→ QUOTED TEXT:
════════════════════
Tampilkan postingan dengan label Sequel. Tampilkan semua postingan
Tampilkan postingan dengan label Sequel. Tampilkan semua postingan

Jumat, 23 September 2016

Theatrical Review: Blair Witch (2016)


"Not as good as expected, but not as bad as it could have been."




http://www.imdb.com/title/tt1540011/

(aka All Out of Time)

Release Date: September 16th.

Country: USA.

Rating: R.

Written by: Simon Barrett.

Directed by: Adam Wingard.

Starring: Callie Hernandez, James Allen McCune, Corbin Reid, and Valorie Curry.



Love it or hate it, The Blair Witch Project (review HERE) changed the Horror landscape in 1999. It wasn't the first Found Footage movie ever, but it was certainly the first to capture the attention of audiences on a massive level. TBWP was an Indie movie that went on to gross $250 million worldwide on a budget of $60k, which made it one of the most profitable movies of all-time.





A year later they came out with Book of Shadows: Blair Witch 2, which got way more hate than it deserved.



And now here we are with a new Blair Witch sequel in theaters,and we have to say that it's probably the 2nd best of the series. Yeah, we liked part 2. Critics be damned!







20 years ago, Heather Donahue disappeared in the woods near Burkittsville, Maryland, while on the hunt for the Blair Witch. When her little brother James sees a video online that he thinks has a glimpse of her in it, he and his friends set off to Burkittsville find her. Why he thinks she'd be alive after all that time and still living in the woods is beyond me, but I suppose it's possible.






THEY'RE ALL GOING TO DIE.

James and his crew track down the people who uploaded said video, and they all head into the woods together. Just like in the first movie, eerie things begin to happen when they set up camp for the night: there are stick figures hanging in the trees; rock piles in front of tents; creepy cries and noises come from the darkness; and people disappear. Yes, the Blair Witch is still there, and she's still not very friendly.






OR EVER.

Unlike the first movie... well, there are some plot points that we can't spoil for you here, but suffice it to say that things get really weird and none of it is explained all that well. Or is it?!?






NO, NOT REALLY.



Blair Witch was a fun ride to take. It had its share of scares and tension throughout, and a truly harrowing scene involving a tunnel, and it left me wanting more... if only to get answers to the questions that the movie's crazy plot twist left me with.



Look, love it or hate it, The Blair Witch Project took a very simple premise and executed the hell out of it. It felt real, and if you were able to let it pull you in and accept it as such, it delivered some genuine terror. This sequel though was a mixed bag. On one hand it played almost exactly like TBWP (at least to a point), and it did recapture some of that original magic; on the other, it tried to do its own thing and add something... unexpected... to the whole mythology, and I'm honestly still not sure how I feel about it. I like what it had to offer, for the most part, but I think that it complicated things a bit much, and hence it didn't do much business at the Box Office.
════════════════════
→ WHAT TO WORK ON: Output the stretch of the Blair Witch review from "20 years ago, Heather" through "not very friendly.", copied word for word. The material after this point stands apart from the Blair Witch review.

→ COLLECTED MATERIAL:
════════════════════
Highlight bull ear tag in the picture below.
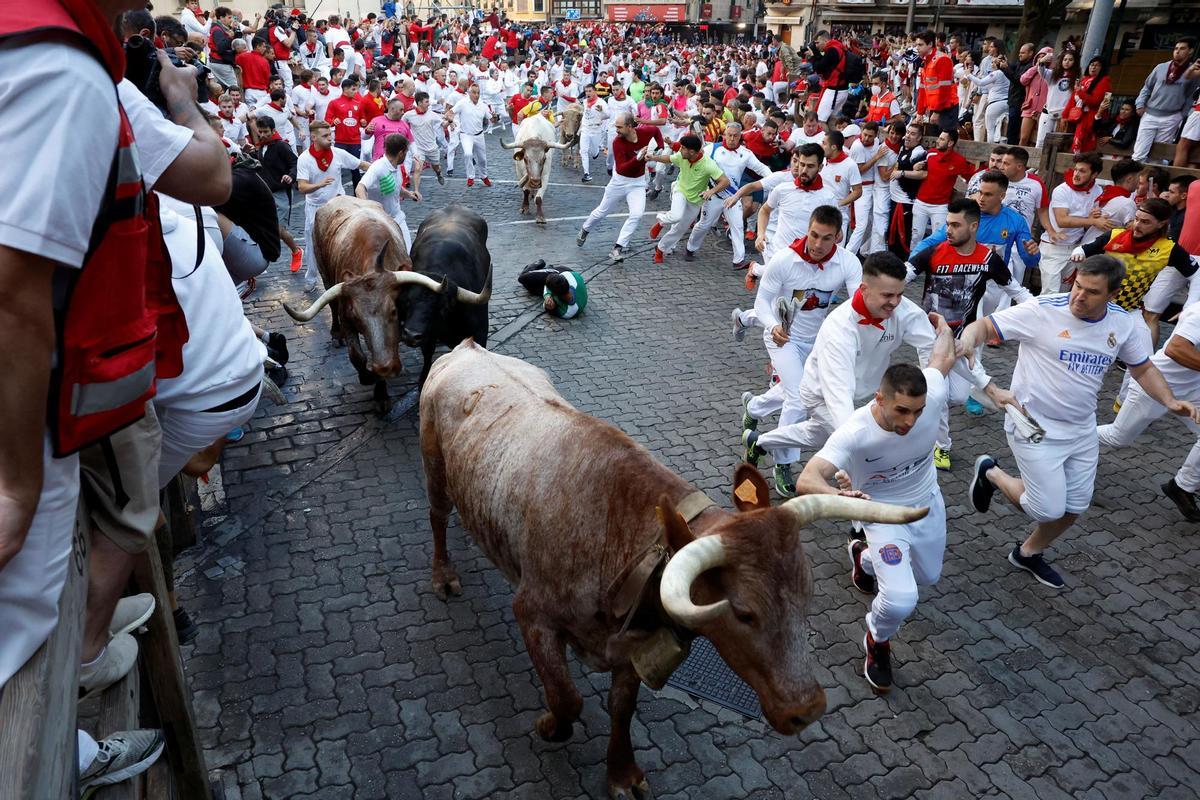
════════════════════
→ RESPONSE:
20 years ago, Heather Donahue disappeared in the woods near Burkittsville, Maryland, while on the hunt for the Blair Witch. When her little brother James sees a video online that he thinks has a glimpse of her in it, he and his friends set off to Burkittsville find her. Why he thinks she'd be alive after all that time and still living in the woods is beyond me, but I suppose it's possible.






THEY'RE ALL GOING TO DIE.

James and his crew track down the people who uploaded said video, and they all head into the woods together. Just like in the first movie, eerie things begin to happen when they set up camp for the night: there are stick figures hanging in the trees; rock piles in front of tents; creepy cries and noises come from the darkness; and people disappear. Yes, the Blair Witch is still there, and she's still not very friendly.